# What needs to be done
Go through the entries and copy every line that has the string "positive" in it.

# Exercise inputs

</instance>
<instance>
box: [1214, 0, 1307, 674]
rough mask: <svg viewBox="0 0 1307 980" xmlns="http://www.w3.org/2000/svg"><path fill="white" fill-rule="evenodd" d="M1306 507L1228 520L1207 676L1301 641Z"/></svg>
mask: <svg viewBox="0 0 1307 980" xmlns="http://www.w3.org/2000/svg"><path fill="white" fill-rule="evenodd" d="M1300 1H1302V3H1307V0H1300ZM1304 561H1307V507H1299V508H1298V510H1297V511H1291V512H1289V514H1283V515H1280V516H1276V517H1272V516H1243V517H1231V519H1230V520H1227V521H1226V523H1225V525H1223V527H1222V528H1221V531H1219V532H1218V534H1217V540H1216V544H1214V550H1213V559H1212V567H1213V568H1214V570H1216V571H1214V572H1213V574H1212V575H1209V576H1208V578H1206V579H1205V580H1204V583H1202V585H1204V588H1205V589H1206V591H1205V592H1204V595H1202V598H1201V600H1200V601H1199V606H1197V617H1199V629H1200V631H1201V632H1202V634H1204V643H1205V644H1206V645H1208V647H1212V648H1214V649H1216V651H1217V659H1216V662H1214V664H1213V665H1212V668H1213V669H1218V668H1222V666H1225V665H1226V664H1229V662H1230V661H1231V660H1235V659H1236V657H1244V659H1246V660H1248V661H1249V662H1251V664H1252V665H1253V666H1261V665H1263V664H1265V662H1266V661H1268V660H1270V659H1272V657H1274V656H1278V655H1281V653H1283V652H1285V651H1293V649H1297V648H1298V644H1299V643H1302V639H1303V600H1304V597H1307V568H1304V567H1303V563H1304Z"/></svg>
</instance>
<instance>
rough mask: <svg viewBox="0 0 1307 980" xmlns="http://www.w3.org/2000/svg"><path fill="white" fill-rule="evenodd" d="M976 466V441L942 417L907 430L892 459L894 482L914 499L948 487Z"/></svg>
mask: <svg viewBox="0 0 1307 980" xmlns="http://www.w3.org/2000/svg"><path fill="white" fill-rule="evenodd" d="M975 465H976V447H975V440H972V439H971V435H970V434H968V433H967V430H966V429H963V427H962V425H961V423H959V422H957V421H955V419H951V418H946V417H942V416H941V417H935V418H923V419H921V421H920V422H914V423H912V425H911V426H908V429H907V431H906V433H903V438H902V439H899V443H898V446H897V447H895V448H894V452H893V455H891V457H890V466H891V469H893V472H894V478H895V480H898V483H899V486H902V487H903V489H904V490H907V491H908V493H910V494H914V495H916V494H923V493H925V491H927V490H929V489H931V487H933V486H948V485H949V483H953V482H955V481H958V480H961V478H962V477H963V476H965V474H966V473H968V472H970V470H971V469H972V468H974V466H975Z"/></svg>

---

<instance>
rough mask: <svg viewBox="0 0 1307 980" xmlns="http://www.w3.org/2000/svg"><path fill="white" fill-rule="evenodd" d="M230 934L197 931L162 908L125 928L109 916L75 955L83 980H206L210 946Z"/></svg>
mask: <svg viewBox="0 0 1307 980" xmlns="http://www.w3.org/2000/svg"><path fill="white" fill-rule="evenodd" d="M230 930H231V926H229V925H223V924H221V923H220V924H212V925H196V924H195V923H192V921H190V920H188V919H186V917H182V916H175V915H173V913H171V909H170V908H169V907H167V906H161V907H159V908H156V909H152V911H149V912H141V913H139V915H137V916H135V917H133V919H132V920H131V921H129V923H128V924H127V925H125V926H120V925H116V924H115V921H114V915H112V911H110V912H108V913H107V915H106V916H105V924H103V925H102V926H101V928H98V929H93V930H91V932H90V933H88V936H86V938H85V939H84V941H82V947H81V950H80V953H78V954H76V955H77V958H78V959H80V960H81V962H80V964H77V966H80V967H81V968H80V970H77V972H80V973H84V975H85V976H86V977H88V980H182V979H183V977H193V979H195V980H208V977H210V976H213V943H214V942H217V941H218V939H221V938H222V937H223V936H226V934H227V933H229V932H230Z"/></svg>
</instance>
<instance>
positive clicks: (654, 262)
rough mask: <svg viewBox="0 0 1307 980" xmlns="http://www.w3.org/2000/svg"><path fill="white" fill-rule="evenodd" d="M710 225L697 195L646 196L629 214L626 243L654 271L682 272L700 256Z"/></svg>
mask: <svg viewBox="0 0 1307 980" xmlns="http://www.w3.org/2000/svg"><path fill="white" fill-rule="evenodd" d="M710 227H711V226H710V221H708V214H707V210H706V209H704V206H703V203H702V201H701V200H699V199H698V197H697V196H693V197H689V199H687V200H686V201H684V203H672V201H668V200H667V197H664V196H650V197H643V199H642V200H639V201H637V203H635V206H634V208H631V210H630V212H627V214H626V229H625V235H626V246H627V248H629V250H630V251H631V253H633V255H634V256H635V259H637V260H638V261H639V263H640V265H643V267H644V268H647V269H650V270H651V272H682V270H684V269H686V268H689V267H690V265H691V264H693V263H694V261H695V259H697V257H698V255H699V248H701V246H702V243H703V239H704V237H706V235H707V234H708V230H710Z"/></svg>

--

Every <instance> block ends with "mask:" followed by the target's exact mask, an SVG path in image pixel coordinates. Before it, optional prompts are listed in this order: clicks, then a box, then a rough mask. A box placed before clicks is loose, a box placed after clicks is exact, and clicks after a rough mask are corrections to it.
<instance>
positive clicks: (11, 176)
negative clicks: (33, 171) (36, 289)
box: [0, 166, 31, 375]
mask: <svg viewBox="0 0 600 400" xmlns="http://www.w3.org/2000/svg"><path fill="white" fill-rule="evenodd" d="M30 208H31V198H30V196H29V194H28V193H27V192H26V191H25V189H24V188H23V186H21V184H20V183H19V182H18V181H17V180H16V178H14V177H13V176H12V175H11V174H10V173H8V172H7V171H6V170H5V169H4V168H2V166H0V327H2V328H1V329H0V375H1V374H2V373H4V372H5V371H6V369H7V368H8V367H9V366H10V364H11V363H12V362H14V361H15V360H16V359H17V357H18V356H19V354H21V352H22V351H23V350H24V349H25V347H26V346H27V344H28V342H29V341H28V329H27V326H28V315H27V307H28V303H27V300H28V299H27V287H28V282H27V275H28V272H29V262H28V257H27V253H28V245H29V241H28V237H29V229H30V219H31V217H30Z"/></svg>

# Problem solution
positive clicks: (654, 262)
positive clicks: (11, 176)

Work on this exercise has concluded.